§ **Requirement**:
Repeat the listing exactly. Pictures stay out of your copy.
(The data)
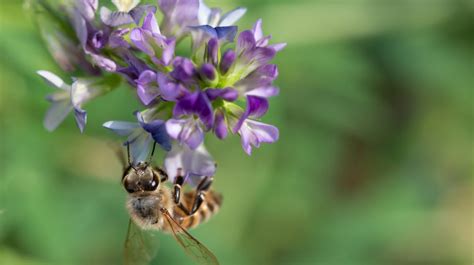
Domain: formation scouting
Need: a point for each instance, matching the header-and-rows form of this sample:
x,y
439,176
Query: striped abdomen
x,y
209,207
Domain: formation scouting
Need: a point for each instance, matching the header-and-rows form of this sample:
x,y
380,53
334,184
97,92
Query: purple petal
x,y
147,87
168,89
263,92
184,70
208,72
227,94
213,51
140,143
116,39
261,56
104,63
138,38
261,77
56,114
115,18
80,27
195,103
278,47
99,40
185,131
256,107
137,12
168,51
81,118
233,16
220,126
257,30
150,24
227,60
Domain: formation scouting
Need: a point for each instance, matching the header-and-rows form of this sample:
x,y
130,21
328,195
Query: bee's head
x,y
140,178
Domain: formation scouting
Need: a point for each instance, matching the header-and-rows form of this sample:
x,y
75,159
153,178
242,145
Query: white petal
x,y
174,127
233,16
53,80
121,128
203,13
125,5
56,114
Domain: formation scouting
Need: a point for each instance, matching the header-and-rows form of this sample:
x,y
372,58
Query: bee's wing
x,y
195,249
140,246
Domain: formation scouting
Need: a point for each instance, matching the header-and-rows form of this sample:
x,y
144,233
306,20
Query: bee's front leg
x,y
201,189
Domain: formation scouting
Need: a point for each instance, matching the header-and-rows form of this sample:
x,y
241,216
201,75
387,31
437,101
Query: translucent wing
x,y
140,246
195,249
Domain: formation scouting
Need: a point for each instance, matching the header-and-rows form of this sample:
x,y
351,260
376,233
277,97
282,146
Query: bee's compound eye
x,y
129,186
152,184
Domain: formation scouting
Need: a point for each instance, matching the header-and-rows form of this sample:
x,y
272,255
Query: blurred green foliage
x,y
374,164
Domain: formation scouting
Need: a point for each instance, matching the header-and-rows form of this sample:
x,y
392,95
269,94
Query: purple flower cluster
x,y
222,86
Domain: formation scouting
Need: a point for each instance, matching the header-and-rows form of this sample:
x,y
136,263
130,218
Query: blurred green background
x,y
374,164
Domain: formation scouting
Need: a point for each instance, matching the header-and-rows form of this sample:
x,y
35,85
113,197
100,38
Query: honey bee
x,y
154,206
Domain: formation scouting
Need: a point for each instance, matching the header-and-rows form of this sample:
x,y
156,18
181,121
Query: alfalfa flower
x,y
141,134
71,98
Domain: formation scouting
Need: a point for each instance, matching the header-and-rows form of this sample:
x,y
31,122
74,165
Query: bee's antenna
x,y
152,152
128,154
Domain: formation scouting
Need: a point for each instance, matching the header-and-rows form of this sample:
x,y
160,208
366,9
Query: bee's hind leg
x,y
201,189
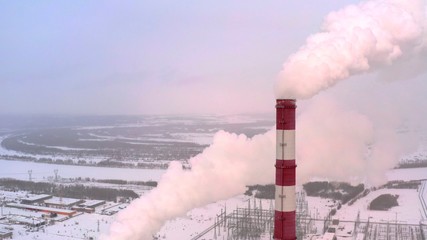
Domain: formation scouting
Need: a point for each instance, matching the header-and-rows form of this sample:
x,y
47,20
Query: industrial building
x,y
58,202
42,209
35,199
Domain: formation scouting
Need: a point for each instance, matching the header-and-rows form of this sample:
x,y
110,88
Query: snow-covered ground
x,y
42,171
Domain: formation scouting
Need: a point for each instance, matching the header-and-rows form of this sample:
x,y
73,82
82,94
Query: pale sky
x,y
143,57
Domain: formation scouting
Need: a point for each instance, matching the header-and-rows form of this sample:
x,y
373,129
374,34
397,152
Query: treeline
x,y
413,164
72,191
413,184
341,191
124,182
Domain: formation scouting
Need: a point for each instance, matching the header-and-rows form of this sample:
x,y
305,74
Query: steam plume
x,y
354,40
221,171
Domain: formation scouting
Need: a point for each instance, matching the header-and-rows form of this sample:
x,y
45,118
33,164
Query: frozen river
x,y
41,171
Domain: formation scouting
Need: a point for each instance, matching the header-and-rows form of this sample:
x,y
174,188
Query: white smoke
x,y
356,39
223,170
331,142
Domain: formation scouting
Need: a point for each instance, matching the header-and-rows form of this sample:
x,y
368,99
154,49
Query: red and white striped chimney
x,y
285,207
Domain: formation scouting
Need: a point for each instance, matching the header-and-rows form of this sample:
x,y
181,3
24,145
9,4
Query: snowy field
x,y
44,171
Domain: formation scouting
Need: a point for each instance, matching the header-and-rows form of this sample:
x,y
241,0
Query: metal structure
x,y
285,202
254,222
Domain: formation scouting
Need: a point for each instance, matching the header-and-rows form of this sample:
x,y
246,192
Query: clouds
x,y
77,51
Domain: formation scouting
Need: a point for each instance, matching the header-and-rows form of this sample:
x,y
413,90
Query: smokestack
x,y
285,208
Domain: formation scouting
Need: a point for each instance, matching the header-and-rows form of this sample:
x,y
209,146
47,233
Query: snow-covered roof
x,y
36,197
62,201
18,205
92,203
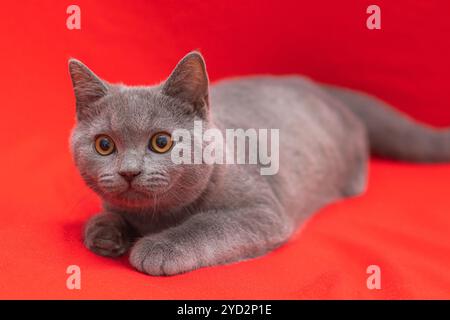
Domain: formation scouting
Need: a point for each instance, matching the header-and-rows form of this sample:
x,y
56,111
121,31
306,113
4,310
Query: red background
x,y
402,224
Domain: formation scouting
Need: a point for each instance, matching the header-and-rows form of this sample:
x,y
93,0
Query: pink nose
x,y
129,175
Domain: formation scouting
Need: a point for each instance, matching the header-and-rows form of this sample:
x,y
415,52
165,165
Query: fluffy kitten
x,y
180,217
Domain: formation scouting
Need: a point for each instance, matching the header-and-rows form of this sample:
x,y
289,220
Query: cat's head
x,y
121,142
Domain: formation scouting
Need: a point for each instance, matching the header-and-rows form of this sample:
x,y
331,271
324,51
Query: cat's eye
x,y
104,145
161,142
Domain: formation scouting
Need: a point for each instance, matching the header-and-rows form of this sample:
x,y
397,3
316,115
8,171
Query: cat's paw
x,y
161,257
106,240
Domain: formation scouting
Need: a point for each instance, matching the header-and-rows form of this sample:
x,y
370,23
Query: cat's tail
x,y
393,134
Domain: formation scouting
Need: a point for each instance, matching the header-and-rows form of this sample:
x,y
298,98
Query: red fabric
x,y
402,224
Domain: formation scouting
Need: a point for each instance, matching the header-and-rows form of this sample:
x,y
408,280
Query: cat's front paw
x,y
161,257
106,240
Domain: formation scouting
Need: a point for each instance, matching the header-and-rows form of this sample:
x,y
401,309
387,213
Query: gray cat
x,y
179,217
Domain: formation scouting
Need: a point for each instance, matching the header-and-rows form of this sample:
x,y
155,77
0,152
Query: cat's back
x,y
283,102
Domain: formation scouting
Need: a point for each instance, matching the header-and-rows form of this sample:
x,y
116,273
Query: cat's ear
x,y
87,86
189,82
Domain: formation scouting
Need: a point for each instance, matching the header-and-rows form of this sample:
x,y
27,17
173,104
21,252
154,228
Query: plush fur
x,y
178,217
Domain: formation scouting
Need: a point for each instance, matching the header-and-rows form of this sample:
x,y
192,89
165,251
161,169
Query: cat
x,y
174,218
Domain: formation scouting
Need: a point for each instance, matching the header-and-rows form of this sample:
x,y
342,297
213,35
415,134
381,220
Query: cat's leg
x,y
211,238
108,234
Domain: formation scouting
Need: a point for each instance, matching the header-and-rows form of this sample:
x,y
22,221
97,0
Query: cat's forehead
x,y
138,109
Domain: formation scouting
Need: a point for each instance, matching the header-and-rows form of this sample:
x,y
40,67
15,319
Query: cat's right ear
x,y
87,86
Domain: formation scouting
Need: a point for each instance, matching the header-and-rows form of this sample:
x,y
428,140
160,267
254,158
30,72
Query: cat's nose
x,y
129,175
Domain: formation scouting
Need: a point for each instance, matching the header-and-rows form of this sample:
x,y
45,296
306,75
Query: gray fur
x,y
183,217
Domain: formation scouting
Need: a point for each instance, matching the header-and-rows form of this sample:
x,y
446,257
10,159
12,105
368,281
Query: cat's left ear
x,y
87,86
189,82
(End The data)
§ **Response**:
Domain: formation scouting
Need: a point for each instance, matching the header-and-rows form of this sample:
x,y
439,176
Query: striped abdomen
x,y
209,207
Domain: formation scouting
Need: a point for each instance, matching the header-and-rows form of this sample:
x,y
380,53
334,184
97,92
Query: purple petal
x,y
147,87
168,89
263,92
184,70
208,72
227,94
213,51
140,143
116,39
261,56
104,63
138,38
261,77
56,114
115,18
80,27
195,103
278,47
99,40
185,131
256,107
137,12
168,51
81,118
233,16
220,126
257,30
150,24
227,60
Domain: formation scouting
Need: a point for each instance, matching the header-and-rows form of this sample:
x,y
130,21
328,195
Query: bee's head
x,y
140,178
Domain: formation scouting
Need: a point for each instance, matching the header-and-rows form of this sample:
x,y
75,159
153,178
242,145
Query: white petal
x,y
174,127
233,16
53,80
121,128
203,13
125,5
56,114
Domain: formation scouting
Need: a point for each instance, matching the header-and-rows form of this sample:
x,y
372,58
Query: bee's wing
x,y
195,249
140,246
Domain: formation scouting
Need: a point for each instance, matching the header-and-rows form of this sample:
x,y
144,233
306,20
Query: bee's front leg
x,y
201,189
Domain: formation scouting
Need: a point for each instance, matching the header-and-rows form of this sample:
x,y
241,216
201,75
387,31
437,101
Query: translucent wing
x,y
140,246
195,249
Domain: formation scouting
Need: a point for each instance, matching the header-and-rows form of this sample:
x,y
351,260
376,233
277,97
282,146
Query: bee's compound eye
x,y
129,186
152,184
Domain: formation scouting
Need: a point for each instance, matching the header-and-rows form of this sample:
x,y
272,255
Query: blurred green foliage
x,y
374,164
Domain: formation scouting
Need: a point for each instance, matching the header-and-rows form of this sample:
x,y
392,95
269,94
Query: purple flower cluster
x,y
222,86
Domain: formation scouting
Need: a point for each instance, matching the header-and-rows form of this sample:
x,y
136,263
130,218
Query: blurred green background
x,y
374,164
Domain: formation scouting
Need: a point for each instance, matching the header-and-rows form of this sample:
x,y
35,85
113,197
100,38
Query: honey bee
x,y
154,206
Domain: formation scouting
Need: a point for each instance, matching the header-and-rows form of this sample:
x,y
156,18
181,121
Query: alfalfa flower
x,y
141,134
71,98
Domain: formation scouting
Need: a point for each instance, matching the header-and-rows form of this sample:
x,y
31,122
74,165
Query: bee's antenna
x,y
152,152
128,154
Domain: formation scouting
Need: a point for each instance, matching the header-and-rows form of this sample:
x,y
160,208
366,9
Query: bee's hind leg
x,y
201,189
Domain: formation scouting
Need: a point for each instance, matching the header-and-rows form of this sample:
x,y
47,20
Query: industrial building
x,y
58,202
42,209
35,199
Domain: formation scouting
Need: a point for each instance, matching the header-and-rows form of this sample:
x,y
110,88
Query: snow-covered ground
x,y
42,171
Domain: formation scouting
Need: a point for each instance, matching the header-and-rows form of this sample:
x,y
73,82
82,94
Query: pale sky
x,y
143,57
Domain: formation scouting
Need: a point for each instance, matching the header-and-rows form of this sample:
x,y
373,129
374,34
397,152
Query: treeline
x,y
413,164
72,191
413,184
341,191
124,182
Domain: formation scouting
Need: a point for each instance, matching the header-and-rows form of this sample:
x,y
305,74
Query: steam plume
x,y
354,40
221,171
Domain: formation scouting
Need: a point for each instance, matching the header-and-rows form of this sample:
x,y
45,118
33,164
Query: frozen river
x,y
41,171
Domain: formation scouting
Need: a point for each instance, matching the header-and-rows form of this sample:
x,y
174,188
Query: white smoke
x,y
356,39
223,170
331,142
Domain: formation scouting
Need: a point for each instance, matching the header-and-rows form of this sample:
x,y
368,99
154,49
Query: red and white striped chimney
x,y
285,207
Domain: formation scouting
Need: a point for each instance, matching the header-and-rows form of this sample:
x,y
181,3
24,145
9,4
Query: snowy field
x,y
44,171
Domain: formation scouting
Need: a point for each instance, matching the header-and-rows form of this sample:
x,y
241,0
Query: metal structure
x,y
285,202
254,222
Domain: formation scouting
Need: a point for each instance, matching the header-and-rows form of this sample:
x,y
246,192
Query: clouds
x,y
77,51
Domain: formation scouting
Need: a point for each instance, matching the header-and-rows form of this sample:
x,y
413,90
Query: smokestack
x,y
285,208
Domain: formation scouting
Need: a point for each instance, matching the header-and-rows form of this sample:
x,y
209,146
47,233
Query: snow-covered roof
x,y
36,197
62,201
18,205
92,203
Domain: formation scouting
Need: a point for each instance, matching the header-and-rows form of this sample:
x,y
56,111
121,31
306,113
4,310
Query: red background
x,y
402,224
Domain: formation scouting
Need: a point for each instance, matching the header-and-rows form of this sample:
x,y
93,0
Query: pink nose
x,y
129,175
Domain: formation scouting
Need: a point for each instance, matching the header-and-rows form of this sample:
x,y
415,52
165,165
Query: fluffy kitten
x,y
180,217
Domain: formation scouting
Need: a point for each instance, matching the header-and-rows form of this sample:
x,y
289,220
Query: cat's head
x,y
121,142
Domain: formation scouting
Need: a point for each instance, matching the header-and-rows form of this sample:
x,y
331,271
324,51
Query: cat's eye
x,y
104,145
161,142
Domain: formation scouting
Need: a point for each instance, matching the header-and-rows form of this sample:
x,y
397,3
316,115
8,171
Query: cat's paw
x,y
161,257
106,240
Domain: formation scouting
Need: a point for each instance, matching the header-and-rows form of this sample:
x,y
370,23
Query: cat's tail
x,y
393,134
Domain: formation scouting
Need: a point for each instance, matching the header-and-rows form of this sample:
x,y
298,98
Query: red fabric
x,y
402,224
Domain: formation scouting
Need: a point for each instance, matching the header-and-rows form of this sample:
x,y
408,280
Query: cat's front paw
x,y
161,257
106,240
Domain: formation scouting
Need: a point for each instance, matching the header-and-rows form of this sample:
x,y
401,309
387,213
Query: gray cat
x,y
179,217
Domain: formation scouting
Need: a point for each instance, matching the header-and-rows form of this sample:
x,y
155,77
0,152
Query: cat's back
x,y
283,102
Domain: formation scouting
Need: a point for each instance, matching the header-and-rows form of this sample:
x,y
116,273
Query: cat's ear
x,y
87,86
189,82
Domain: formation scouting
Need: a point for each instance, matching the header-and-rows form of this sample:
x,y
27,17
173,104
21,252
154,228
Query: plush fur
x,y
178,217
Domain: formation scouting
Need: a point for each instance, matching the header-and-rows form of this sample:
x,y
192,89
165,251
161,169
Query: cat
x,y
174,218
Domain: formation scouting
Need: a point for each instance, matching the header-and-rows form of this sample:
x,y
342,297
213,35
415,134
381,220
Query: cat's leg
x,y
211,238
108,234
Domain: formation scouting
Need: a point for each instance, matching the header-and-rows form of this sample:
x,y
22,221
97,0
Query: cat's forehead
x,y
138,109
Domain: formation scouting
Need: a point for each instance, matching the header-and-rows form of this sample:
x,y
40,67
15,319
Query: cat's right ear
x,y
87,86
Domain: formation scouting
Need: a point for each instance, matching the header-and-rows form of this sample:
x,y
428,140
160,267
254,158
30,72
Query: cat's nose
x,y
129,175
Domain: formation scouting
Need: a point for each instance, matching the header-and-rows form of this sample:
x,y
45,296
306,75
Query: gray fur
x,y
183,217
Domain: formation scouting
Need: a point for each instance, matching the header-and-rows form of this sample:
x,y
446,257
10,159
12,105
368,281
Query: cat's left ear
x,y
87,86
189,82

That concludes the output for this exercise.